Your instructions ▸ Would you please report how many lines of the listing contain "instance"? Reply with that number only.
****
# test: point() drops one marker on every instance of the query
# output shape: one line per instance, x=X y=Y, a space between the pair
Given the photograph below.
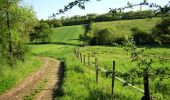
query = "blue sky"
x=45 y=8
****
Response ▸ 2